Please reproduce a passage from the Airstream page below word for word, starting at "We chose Airstream" and ending at "highly respected poet.".

==== Document section ====

Airstream
Winner of the Inaugural Metcalf-Rooke Award
Nominated for the Butler Prize
Named one of the Globe and Mail’s Best Books of the Year
Reading from Airstream at Vancouver Writer’s festival:
http://www.writersfest.bc.ca/audio-archives/patricia-young
These fourteen stories by acclaimed poet Patricia Young explore the small victories and lurching disappointments, losses and betrayals of the everyday with a language and style that is tautly poetic and beautifully unsentimental. A woman who cannot leave her house loses almost everything, her only companion a garrulous radio talk show host; a house fire sets in motion the end of a marriage as a couple re-examine the meaning of truth and commitment; a teenage girl cannot extract herself from a doomed relationship with a heroin addict. Innocence, and the loss of it, are handled with humour and compassion, and heartbreaking honesty. Young reveals an uncanny ability to see the mysterious in the commonplace.
We chose Airstream for the lovely aptness of the writing and for the shapes of the stories, shapes which draw the reader deeply into the differing worlds that Patricia Young creates. Her settings and characters are crisply realized yet at the same time, perhaps because of her intense focus or magnification, the stories often produce a discomforting sense of mystery. These were quite simply the best stories we read. They are an exciting new direction for an already established and highly respected poet.
— Judges’ Citation
Reviews
Books in Canada by Eric Miller
A western tradition, now strongly contested, has assigned to women the province of eros (or relationship) and to men the prerogative of logos (or reason). What is lovely and admirable about this new collections of short stories from Biblioasis Press is that the author, Patricia Young, subjects the quandaries of eros fiercely to the stringencies of logos. Although Young writes of love between men and women and between parents and children, and addresses issues, such as schoolyard bullying, that aren’t new in literature, this recycling of themes dictates no fashionable uniformity of method. The book is not just good, but distinctive.

==== Supplied material ====

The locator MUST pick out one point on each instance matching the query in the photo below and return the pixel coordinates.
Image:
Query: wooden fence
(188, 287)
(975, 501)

====
==== Supplied material ====

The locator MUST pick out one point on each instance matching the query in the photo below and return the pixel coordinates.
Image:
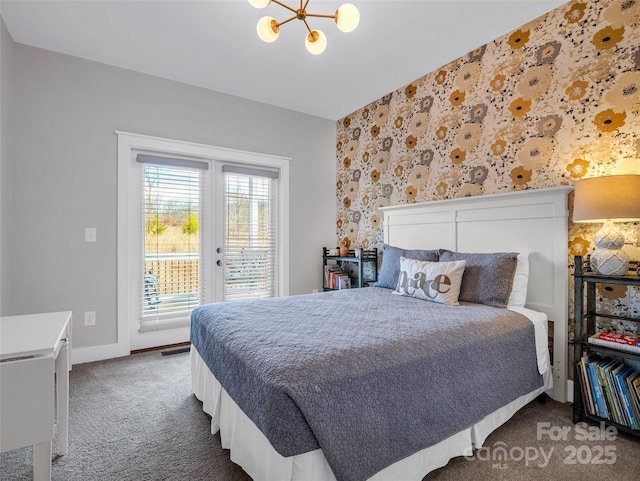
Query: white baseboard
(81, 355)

====

- _Result of this exercise_
We chose Airstream for the lovely aptness of the writing and for the shapes of the stories, shapes which draw the reader deeply into the differing worlds that Patricia Young creates. Her settings and characters are crisply realized yet at the same time, perhaps because of her intense focus or magnification, the stories often produce a discomforting sense of mystery. These were quite simply the best stories we read. They are an exciting new direction for an already established and highly respected poet.